━━━━━ ФРАГМЕНТ ТЕКСТА ━━━━━

Глава 9. ВТОРОЕ ПОСЕЩЕНИЕ КУБАНИ
Пробыв в кругу семьи около недели, Суворов на почтовых лошадях пересек Украину, земли войска Донского и прибыл в Царицынскую крепость (г. Волгоград), откуда начиналась Астраханская линия. Спустившись по Волге к Астрахани, он осмотрел укрепления и городки волжских казаков, а затем берегом моря направился на Терек, где от крепости Моздок начиналась Азово-Моздокская линия. В крепости Ставрополь он встретился с султаном Кайсайской орды Арслан-Гиреем, с которым заключил договор о дружбе, подкрепленной «непосредственной мздою», как донес Суворов позже.
Из Ставрополя он поехал на юг, к Кубани, уже известной ему дорогой. Во второй половине января стояли сильные холода. Суворов сел в простые сани, завернулся в тулуп и в сопровождении небольшой охраны поехал по линии. В фельдшанце Всехсвятском Суворова встретил комендант капитан Нижегородского пехотного полка Иван Евсюков, по вине которого солдаты вверенного ему укрепления осенью 1778 года попали в плен. Суворов строго расспросил его о причинах, вызвавших захват солдат шайкой абреков, и тут же объявил Евсюкову, что он будет отдан под суд. Однако весной Суворов по своей природной доброте приказал Райзеру суд прекратить и объявить Евсюкову выговор «в штраф за упущение».
В Царицынской крепости, где стоял гарнизон от Нижегородского пехотного полка, Суворов остался ночевать. Назавтра, осмотрев крепость и побеседовав с офицерами, Суворов выехал в фельдшанец Восточный, оттуда в крепость Павловскую и далее в Азов.
На правом берегу маленькой речки Терновки, левом притоке Большой Ей, на месте станицы Калниболотской, Суворов осмотрел первый коммуникационный редут — Терновой. Далее путь его шел вниз по Большой Ее вдоль левого берега. Через сорок две версты дорога вышла к переправе через Большую Ею, у которой на правом берегу реки стоял фельдшанец Большеейский. Сейчас на этом месте МТФ № 4 колхоза «Кавказ» Крыловского района Краснодарского края. Затем Суворов ехал степью, пересекая безымянные степные речки, лежащие подо льдом, и через шестьдесят восемь верст на берегу реки Елбузды, левом притоке Кагальника, осмотрел последний фельдшанец на этой дороге— Элбуздинский. Отсюда до реки Кагальник, где был карантин и переправа, оставалось всего двадцать восемь верст. Суворов, конечно, обратил внимание на то, что все три укрепления построены по одному плану, без учета особенностей местности. Это были бастионные редуты в виде квадрата с фасами длиной девятнадцать саженей, состояли из оборонительного вала с турами, волчьих ям, рогаток и внешнего рва. В бастионах насыпаны барбеты. Для умелого противника эти укрепления стали бы легкой добычей.

━━━━━ МАТЕРИАЛ ━━━━━

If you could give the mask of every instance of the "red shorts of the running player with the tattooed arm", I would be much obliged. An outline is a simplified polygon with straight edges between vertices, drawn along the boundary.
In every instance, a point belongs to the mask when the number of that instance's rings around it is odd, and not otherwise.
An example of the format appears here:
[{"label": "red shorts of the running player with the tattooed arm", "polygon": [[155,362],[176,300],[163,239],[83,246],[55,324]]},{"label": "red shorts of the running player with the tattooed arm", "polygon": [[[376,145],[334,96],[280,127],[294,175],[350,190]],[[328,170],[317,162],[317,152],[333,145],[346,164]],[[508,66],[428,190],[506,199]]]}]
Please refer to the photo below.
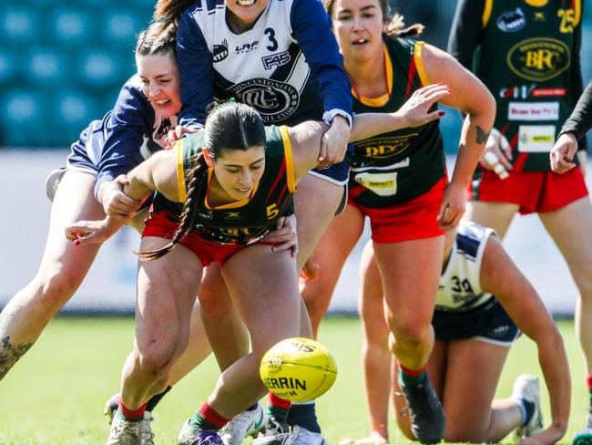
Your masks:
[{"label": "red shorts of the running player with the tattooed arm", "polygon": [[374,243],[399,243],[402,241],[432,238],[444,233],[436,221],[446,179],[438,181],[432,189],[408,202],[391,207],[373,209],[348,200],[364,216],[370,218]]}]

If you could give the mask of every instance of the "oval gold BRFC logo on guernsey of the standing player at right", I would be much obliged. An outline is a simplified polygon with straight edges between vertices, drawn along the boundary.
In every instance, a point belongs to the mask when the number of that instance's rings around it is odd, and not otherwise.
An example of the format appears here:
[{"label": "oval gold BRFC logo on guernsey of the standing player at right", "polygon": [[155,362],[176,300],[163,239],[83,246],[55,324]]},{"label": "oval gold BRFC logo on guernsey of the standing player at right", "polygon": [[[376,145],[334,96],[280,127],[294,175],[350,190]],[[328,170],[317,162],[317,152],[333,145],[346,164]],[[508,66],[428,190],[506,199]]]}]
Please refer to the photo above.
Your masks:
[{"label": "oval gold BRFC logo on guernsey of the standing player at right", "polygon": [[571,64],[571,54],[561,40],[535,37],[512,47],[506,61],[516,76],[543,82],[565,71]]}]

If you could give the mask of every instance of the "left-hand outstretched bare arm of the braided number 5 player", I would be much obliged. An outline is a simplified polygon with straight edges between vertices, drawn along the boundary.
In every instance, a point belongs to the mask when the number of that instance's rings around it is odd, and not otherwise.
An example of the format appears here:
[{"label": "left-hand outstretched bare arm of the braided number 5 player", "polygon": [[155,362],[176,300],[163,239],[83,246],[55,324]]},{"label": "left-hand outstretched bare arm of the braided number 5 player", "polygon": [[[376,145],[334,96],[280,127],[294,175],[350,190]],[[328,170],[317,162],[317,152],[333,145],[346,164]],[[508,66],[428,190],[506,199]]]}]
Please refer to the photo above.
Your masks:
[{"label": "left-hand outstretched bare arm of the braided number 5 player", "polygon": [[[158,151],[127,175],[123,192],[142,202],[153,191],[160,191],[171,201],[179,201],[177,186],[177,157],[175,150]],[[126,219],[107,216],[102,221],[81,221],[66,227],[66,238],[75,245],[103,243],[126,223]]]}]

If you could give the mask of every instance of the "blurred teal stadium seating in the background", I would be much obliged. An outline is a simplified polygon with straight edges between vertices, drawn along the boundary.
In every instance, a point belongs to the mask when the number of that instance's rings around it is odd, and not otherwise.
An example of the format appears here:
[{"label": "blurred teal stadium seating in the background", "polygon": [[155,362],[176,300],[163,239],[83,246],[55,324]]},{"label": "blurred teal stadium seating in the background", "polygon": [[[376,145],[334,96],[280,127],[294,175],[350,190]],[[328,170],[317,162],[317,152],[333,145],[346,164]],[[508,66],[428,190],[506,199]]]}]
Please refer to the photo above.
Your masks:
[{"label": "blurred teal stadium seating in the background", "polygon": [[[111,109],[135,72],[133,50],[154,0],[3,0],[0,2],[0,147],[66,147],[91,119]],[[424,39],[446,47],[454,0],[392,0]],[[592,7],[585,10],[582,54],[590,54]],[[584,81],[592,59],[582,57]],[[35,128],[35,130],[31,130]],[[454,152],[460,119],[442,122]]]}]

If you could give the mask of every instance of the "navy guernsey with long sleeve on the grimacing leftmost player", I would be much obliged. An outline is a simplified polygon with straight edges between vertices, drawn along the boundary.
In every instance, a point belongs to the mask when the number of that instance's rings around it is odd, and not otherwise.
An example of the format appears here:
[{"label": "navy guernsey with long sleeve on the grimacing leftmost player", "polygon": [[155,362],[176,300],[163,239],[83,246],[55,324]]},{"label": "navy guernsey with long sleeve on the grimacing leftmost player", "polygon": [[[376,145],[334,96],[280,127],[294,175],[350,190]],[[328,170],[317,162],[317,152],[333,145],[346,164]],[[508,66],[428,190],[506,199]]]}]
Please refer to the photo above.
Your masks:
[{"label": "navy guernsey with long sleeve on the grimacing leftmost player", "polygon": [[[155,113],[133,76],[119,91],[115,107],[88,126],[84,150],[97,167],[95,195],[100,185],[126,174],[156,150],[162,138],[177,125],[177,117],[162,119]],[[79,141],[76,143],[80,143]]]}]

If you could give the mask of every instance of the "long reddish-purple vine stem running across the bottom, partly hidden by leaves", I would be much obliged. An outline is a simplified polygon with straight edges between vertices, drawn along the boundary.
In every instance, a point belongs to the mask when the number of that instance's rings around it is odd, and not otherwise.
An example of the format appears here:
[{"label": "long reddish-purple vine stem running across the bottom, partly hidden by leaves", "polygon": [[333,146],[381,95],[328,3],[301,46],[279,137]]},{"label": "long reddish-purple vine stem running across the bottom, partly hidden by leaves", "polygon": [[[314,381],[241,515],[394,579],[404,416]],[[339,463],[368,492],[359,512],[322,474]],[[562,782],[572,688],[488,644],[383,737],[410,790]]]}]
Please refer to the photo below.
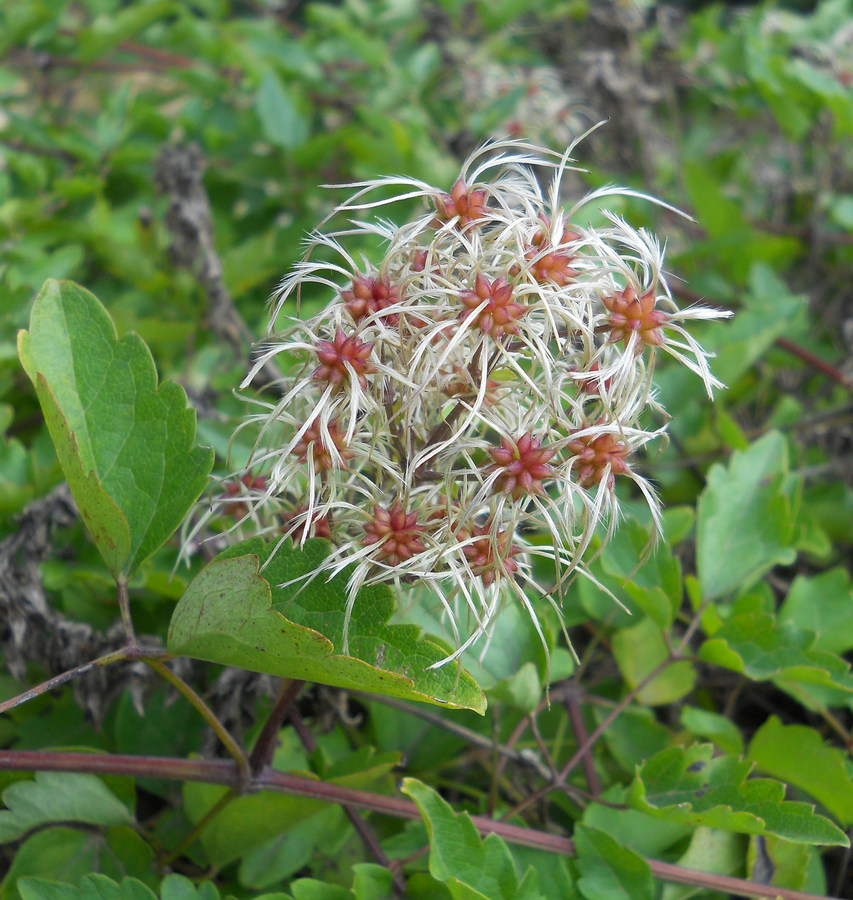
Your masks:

━━━━━

ЗАДАНИЕ A »
Кто встретил Суворова в фельдшанце Всехсвятском, согласно тексту о втором посещении Кубани?
ЗАДАНИЕ B »
Согласуются ли с текстом о втором посещении Кубани следующие утверждения? Для каждого ответьте «да» или «нет» и приведите точную цитату из текста, на которой основан ответ.
(i) По линии Суворов ехал в простых санях, завернувшись в тулуп.
(ii) Капитан Евсюков в итоге был осужден.
(iii) Три укрепления строились с учетом особенностей местности.
ЗАДАНИЕ C »
Продолжите текст о втором посещении Кубани Суворовым, начиная сразу после его последнего предложения.

ПОЛЕ ОТВЕТА A »
Комендант, капитан Нижегородского пехотного полка Иван Евсюков.

ПОЛЕ ОТВЕТА B »
(i) Да: «Суворов сел в простые сани, завернулся в тулуп».
(ii) Нет: «приказал Райзеру суд прекратить и объявить Евсюкову выговор «в штраф за упущение»».
(iii) Нет: «все три укрепления построены по одному плану, без учета особенностей местности».

ПОЛЕ ОТВЕТА C »
Но не это возмутило Суворова. Во всех коммуникационных крепостях и в промежуточных более мелких укреплениях стояли казаки. По приказу Райзера, который положения дел на линии не знал, сидел в Благовещенской крепости «яко взаперти», люди не могли отлучиться из укреплений, по этой причине казаки не смогли заготовить на зиму сена. В суровые морозы начался падеж лошадей, что резко снизило боевую силу казачьих полков.
В Азове Суворов отдыхал у коменданта генерал-майора артиллерии Андрея Романовича Ливена. Потом выехал уже знакомой ему дорогой в крепость Дмитрия Ростовского, а оттуда Бердянской линией вдоль Азовского моря возвратился в Крым.
23 февраля Суворов донес Румянцеву о проделанной инспекции. К рапорту он приложил описание укреплений и почтовых станций, которые он осмотрел. Он сообщил также, что на Кубани «точно тихо», население занято мирным трудом, ибо разбойники «силою укреплений в узде». Однако добавляет, что закубанцы все же изредка нападают и их предводитель Дулак-султан «чуть недавно, на драке, не потерял голову», получив достойный отпор на кордонной линии.
Суворов снова просит назначить на Кубань замену Райзеру. 1 марта Суворов посылает приказ Райзеру подготовить корпус к выходу в летние лагеря для боевой учебы. Требует в трехдневный срок лично осмотреть местность в четвертой дирекции и выбрать место для постройки нового укрепления. Мы не знаем, уложился ли Райзер в этот срок, сам ли выбрал место под фельдшанец, или поручил это сделать Штеричу, начальнику дирекции, но приказ был выполнен.
2 апреля Суворов доложил Румянцеву, что «между Марьинскою крепос-. тью и Архангельским фельдшанцем к воздвижению одного укрепления приступлено». Укрепление получило название «фельдшанец Новый». До настоящего времени его план не найден. Черноморские казаки построили тут Александровский пост, развалины которого сохранились у краснодарской городской свалки.
Забегая несколько вперед, скажем, что 5 апреля Суворов, донося дополнительно о проведенной им инспекции кордонных линий, сообщил, что планы укреплений левого крыла Кубанской линии он высылает, а правого крыла вышлет позже, ибо они еще не готовы.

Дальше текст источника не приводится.